▸ **Task**:
Set down all of the data exactly as it appears.

(Text-to-region grounding data)
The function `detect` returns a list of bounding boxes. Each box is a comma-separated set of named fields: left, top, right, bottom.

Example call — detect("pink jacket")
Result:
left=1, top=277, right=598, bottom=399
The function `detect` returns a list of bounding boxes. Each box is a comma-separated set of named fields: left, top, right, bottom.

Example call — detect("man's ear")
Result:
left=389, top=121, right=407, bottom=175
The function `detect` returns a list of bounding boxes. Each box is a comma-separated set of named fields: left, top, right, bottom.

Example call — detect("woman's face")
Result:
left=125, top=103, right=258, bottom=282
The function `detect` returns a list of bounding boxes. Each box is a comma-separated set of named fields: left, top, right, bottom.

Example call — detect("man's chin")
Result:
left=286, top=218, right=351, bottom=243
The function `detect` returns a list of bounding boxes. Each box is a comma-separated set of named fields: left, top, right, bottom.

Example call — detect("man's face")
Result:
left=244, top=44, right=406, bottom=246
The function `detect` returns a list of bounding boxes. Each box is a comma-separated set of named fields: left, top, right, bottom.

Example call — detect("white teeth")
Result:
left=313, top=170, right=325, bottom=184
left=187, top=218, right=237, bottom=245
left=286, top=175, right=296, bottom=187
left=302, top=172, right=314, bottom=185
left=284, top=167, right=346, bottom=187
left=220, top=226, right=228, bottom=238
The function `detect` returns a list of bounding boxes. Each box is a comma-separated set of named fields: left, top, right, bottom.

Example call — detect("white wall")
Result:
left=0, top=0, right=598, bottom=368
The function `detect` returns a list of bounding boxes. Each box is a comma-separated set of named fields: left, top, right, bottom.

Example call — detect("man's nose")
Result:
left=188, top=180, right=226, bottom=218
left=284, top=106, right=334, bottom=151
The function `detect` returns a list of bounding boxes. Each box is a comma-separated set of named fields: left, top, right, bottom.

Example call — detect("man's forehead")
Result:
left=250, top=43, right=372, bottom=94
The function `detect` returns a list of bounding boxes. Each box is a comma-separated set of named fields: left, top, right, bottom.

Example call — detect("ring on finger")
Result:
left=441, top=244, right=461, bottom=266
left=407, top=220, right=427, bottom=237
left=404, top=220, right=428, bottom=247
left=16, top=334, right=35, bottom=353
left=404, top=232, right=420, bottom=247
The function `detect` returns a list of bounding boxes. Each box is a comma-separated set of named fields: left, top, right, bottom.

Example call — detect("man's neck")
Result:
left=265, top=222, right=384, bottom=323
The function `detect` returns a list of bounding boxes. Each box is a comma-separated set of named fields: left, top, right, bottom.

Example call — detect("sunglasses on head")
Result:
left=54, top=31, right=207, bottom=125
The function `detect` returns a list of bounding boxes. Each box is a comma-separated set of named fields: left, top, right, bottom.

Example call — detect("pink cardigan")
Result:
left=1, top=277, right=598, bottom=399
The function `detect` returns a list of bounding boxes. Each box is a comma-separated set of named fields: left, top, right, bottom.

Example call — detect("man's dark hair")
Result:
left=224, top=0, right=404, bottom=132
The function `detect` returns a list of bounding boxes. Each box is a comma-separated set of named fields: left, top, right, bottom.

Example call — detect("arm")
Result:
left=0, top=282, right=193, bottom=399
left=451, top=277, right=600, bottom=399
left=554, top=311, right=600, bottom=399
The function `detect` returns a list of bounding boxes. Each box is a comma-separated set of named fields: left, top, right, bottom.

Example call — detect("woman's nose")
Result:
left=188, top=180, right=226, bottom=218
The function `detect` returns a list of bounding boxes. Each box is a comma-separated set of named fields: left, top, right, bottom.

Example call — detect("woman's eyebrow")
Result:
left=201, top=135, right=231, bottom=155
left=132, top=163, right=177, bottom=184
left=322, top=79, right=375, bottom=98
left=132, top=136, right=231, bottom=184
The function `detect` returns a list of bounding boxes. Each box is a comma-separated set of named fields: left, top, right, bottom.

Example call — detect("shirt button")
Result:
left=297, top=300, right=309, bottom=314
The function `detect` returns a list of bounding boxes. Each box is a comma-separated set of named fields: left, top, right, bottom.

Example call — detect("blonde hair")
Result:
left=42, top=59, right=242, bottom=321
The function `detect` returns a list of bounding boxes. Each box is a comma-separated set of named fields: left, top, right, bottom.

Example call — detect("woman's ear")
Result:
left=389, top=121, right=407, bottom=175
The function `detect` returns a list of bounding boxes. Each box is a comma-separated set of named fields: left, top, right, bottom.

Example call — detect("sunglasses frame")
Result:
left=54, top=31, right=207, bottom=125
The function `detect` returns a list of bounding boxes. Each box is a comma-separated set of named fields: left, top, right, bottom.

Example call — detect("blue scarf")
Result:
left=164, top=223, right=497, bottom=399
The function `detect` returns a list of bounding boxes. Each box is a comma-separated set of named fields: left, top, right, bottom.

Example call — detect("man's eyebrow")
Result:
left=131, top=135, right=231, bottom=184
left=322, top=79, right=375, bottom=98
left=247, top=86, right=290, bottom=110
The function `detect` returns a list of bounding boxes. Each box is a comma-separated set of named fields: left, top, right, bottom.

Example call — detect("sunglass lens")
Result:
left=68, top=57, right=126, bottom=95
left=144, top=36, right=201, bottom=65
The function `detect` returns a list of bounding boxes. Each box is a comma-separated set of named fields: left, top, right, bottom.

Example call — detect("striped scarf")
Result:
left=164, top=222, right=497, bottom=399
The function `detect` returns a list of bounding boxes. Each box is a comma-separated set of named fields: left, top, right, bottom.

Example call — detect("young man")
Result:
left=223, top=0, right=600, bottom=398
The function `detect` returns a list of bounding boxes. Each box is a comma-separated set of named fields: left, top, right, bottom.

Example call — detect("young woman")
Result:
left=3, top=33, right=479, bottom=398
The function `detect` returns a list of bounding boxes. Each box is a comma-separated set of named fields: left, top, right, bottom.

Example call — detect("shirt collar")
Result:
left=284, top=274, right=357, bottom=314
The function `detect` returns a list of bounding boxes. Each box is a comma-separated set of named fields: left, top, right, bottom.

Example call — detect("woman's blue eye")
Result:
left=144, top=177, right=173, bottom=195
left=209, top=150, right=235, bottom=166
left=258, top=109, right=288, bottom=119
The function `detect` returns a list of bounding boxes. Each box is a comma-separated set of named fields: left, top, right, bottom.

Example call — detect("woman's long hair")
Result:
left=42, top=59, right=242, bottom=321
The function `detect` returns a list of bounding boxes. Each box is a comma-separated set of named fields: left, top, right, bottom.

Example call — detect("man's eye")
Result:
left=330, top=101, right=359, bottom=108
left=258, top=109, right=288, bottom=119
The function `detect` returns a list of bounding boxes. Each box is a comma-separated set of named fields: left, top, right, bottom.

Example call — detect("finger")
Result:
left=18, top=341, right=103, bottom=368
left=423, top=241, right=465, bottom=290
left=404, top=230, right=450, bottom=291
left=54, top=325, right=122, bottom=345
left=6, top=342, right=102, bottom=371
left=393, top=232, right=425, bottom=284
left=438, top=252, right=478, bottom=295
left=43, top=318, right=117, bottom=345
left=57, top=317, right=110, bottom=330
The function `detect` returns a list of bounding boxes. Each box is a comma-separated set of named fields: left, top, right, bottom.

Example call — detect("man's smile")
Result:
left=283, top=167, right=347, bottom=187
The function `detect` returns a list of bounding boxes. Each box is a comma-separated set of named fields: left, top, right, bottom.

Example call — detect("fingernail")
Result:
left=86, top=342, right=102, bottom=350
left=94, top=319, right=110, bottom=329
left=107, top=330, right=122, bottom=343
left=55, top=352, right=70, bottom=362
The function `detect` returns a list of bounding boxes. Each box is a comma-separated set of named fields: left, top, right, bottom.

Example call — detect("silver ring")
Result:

▸ **Answer to the problem**:
The function `detect` returns a list of bounding boxes. Each box is a comma-separated set of named fields: left, top, right, bottom.

Example call — detect("pink jacket")
Result:
left=1, top=277, right=598, bottom=399
The function `detect` returns a list of bounding boxes. Each box is a comma-separated set of named fields: left, top, right, bottom.

Example call — detect("man's ear")
Result:
left=389, top=121, right=407, bottom=175
The function `detect` returns a list of bounding boxes. Each box is a comma-separated set of named fields: left, top, right, bottom.

Example call — detect("woman's face")
Result:
left=125, top=103, right=258, bottom=282
The function `detect` returns a list of bounding boxes. Each box is a comma-separated set of named fields: left, top, right, bottom.

Example call — detect("man's chin")
Result:
left=286, top=218, right=351, bottom=243
The function `detect` returns a list of bounding boxes. Each box is a comma-separated set of named fields: left, top, right, bottom.

Example call — detect("man's face")
Result:
left=244, top=44, right=406, bottom=246
The function `detect` returns a list of bounding boxes. Each box is a comma-separated set of named fields: left, top, right, bottom.

Example call — detect("white teeth")
Result:
left=313, top=170, right=325, bottom=184
left=187, top=218, right=237, bottom=245
left=286, top=175, right=296, bottom=187
left=302, top=172, right=314, bottom=185
left=284, top=167, right=346, bottom=187
left=220, top=226, right=228, bottom=238
The function `detect` returns a list of bounding boxes. Each box is a comma-separated set of named fields: left, top, right, bottom.

Example call — detect("white wall")
Result:
left=0, top=0, right=598, bottom=368
The function `detect` returns a list of bounding boxes. Each box is a comma-separated set of named fields: left, top, right, bottom.

Example call — detect("man's nose")
Result:
left=188, top=180, right=226, bottom=218
left=284, top=106, right=334, bottom=151
The function `detect` returns a list of bounding boxes. Each box is a comma-separated set of named fields: left, top, right, bottom.

Example call — detect("man's forehead")
Result:
left=250, top=43, right=372, bottom=94
The function `detect` returns a list of bounding boxes. Each box is a comma-separated set of named fields: left, top, right, bottom.

Example call — detect("ring on finger")
Result:
left=441, top=244, right=461, bottom=266
left=407, top=220, right=427, bottom=237
left=404, top=220, right=428, bottom=247
left=16, top=334, right=35, bottom=353
left=404, top=232, right=420, bottom=247
The function `detect` returns a list of bounding boxes. Each box is a comma-separated set of named fields: left, top, right, bottom.

Example call — detect("man's neck")
Result:
left=265, top=222, right=384, bottom=323
The function `detect` returns a list of bounding boxes. Each box is a comma-separated set of named fields: left, top, right, bottom.

Example call — detect("sunglasses on head")
Result:
left=54, top=31, right=207, bottom=125
The function `detect` returns a list of bounding boxes. Each box is a comma-separated set of named fields: left, top, right, bottom.

Example call — detect("pink cardigan")
Result:
left=1, top=277, right=598, bottom=399
The function `detect` returns a list of bounding boxes. Each box is a comma-separated set of named fields: left, top, right, bottom.

Example call — detect("man's dark hair")
Result:
left=224, top=0, right=404, bottom=132
The function `detect` returns a list of bounding boxes. Each box is a comma-separated set of named fields: left, top, right, bottom.

Example call — detect("arm")
Result:
left=0, top=282, right=193, bottom=399
left=451, top=277, right=600, bottom=399
left=554, top=311, right=600, bottom=399
The function `detect` returns a list of bounding boxes. Each box is a comma-separated set of named fields: left, top, right, bottom.

Example call — detect("woman's nose")
Result:
left=188, top=180, right=226, bottom=218
The function `detect` returns a list of bounding boxes. Each box is a comma-separated set of named fields: left, top, right, bottom.

Example call — detect("woman's eyebrow")
Result:
left=201, top=135, right=231, bottom=155
left=132, top=163, right=177, bottom=184
left=322, top=79, right=375, bottom=98
left=132, top=136, right=231, bottom=184
The function `detect` returns a list of bounding boxes. Each box is a comma-separated set of named fields: left, top, right, bottom.

Example call — detect("shirt button")
Result:
left=297, top=300, right=309, bottom=314
The function `detect` returns a list of bounding boxes. Each box is a comma-separated set of named fields: left, top, right, bottom.

Example call — detect("blonde hair")
Result:
left=42, top=59, right=242, bottom=321
The function `detect` returns a list of bounding boxes. Each box is a comma-separated set of named fields: left, top, right, bottom.

Example call — detect("woman's ear")
Result:
left=389, top=121, right=407, bottom=175
The function `detect` returns a list of bounding boxes. Each box is a comma-separated set of named fields: left, top, right, bottom.

Example call — detect("sunglasses frame")
Result:
left=54, top=31, right=207, bottom=125
The function `detect` returns a list of bounding boxes. Each box is a comma-separated set of named fields: left, top, right, bottom.

Example call — detect("blue scarf")
Result:
left=164, top=223, right=497, bottom=399
The function `detect` returns a list of bounding boxes. Each box is a comma-separated set of named fields: left, top, right, bottom.

Example call — detect("man's eyebrow")
Result:
left=131, top=135, right=231, bottom=184
left=322, top=79, right=375, bottom=98
left=247, top=86, right=290, bottom=110
The function `detect` returns a list of bounding boxes. Each box is a comma-separated set of named fields: left, top, right, bottom.

Example call — detect("sunglass lens")
Result:
left=68, top=57, right=126, bottom=95
left=144, top=36, right=201, bottom=65
The function `detect` returns a list of bounding boxes. Each box is a comma-separated set of named fields: left, top, right, bottom.

Example call — detect("striped scarf")
Result:
left=164, top=222, right=497, bottom=399
The function `detect` returns a list of bounding boxes. Each box is a comma-separated set of named fields: left, top, right, bottom.

Example call — detect("young man")
Result:
left=223, top=0, right=600, bottom=398
The function `detect` returns a list of bounding boxes. Each box is a comma-separated set of named fields: left, top, right, bottom.

Example call — detect("young woman")
Result:
left=3, top=33, right=479, bottom=398
The function `detect` returns a list of bounding boxes. Each box is a comma-separated set of named fields: left, top, right, bottom.

Example call — detect("shirt collar")
Result:
left=284, top=274, right=357, bottom=314
The function `detect` returns a list of bounding boxes. Each box is a comma-separated set of named fields: left, top, right, bottom.

Example call — detect("woman's blue eye")
Result:
left=144, top=177, right=173, bottom=195
left=209, top=150, right=235, bottom=166
left=258, top=109, right=288, bottom=119
The function `detect` returns a list of bounding boxes. Each box is a comma-separated set of named fields: left, top, right, bottom.

Example call — detect("woman's long hair")
Result:
left=42, top=59, right=242, bottom=321
The function `detect` returns a list of bounding boxes. Each box is a comma-separated set of named fields: left, top, right, bottom.

Example call — detect("man's eye")
Result:
left=330, top=101, right=359, bottom=108
left=258, top=109, right=288, bottom=119
The function `detect` returns a list of bounding boxes. Each box is a comma-separated set of named fields: left, top, right, bottom.

Example call — detect("finger")
Result:
left=18, top=341, right=103, bottom=368
left=423, top=241, right=465, bottom=290
left=404, top=230, right=450, bottom=291
left=54, top=325, right=122, bottom=345
left=6, top=342, right=102, bottom=371
left=393, top=232, right=425, bottom=284
left=438, top=252, right=478, bottom=295
left=43, top=318, right=117, bottom=345
left=57, top=317, right=110, bottom=330
The function `detect` returns a list of bounding boxes. Each box is a comma-separated set of named fields: left, top, right, bottom.

Example call — detect("man's smile")
Result:
left=283, top=167, right=347, bottom=187
The function `detect` returns a list of bounding boxes. Each box is a comma-separated set of named fields: left, top, right, bottom.

Example call — detect("fingernail")
Result:
left=86, top=342, right=102, bottom=350
left=94, top=319, right=110, bottom=329
left=107, top=330, right=122, bottom=343
left=55, top=352, right=70, bottom=362
The function `detect` returns a list of bounding boxes. Each box is a comma-separated set of named fields: left, top, right, bottom.

Example call — detect("silver ring")
Result:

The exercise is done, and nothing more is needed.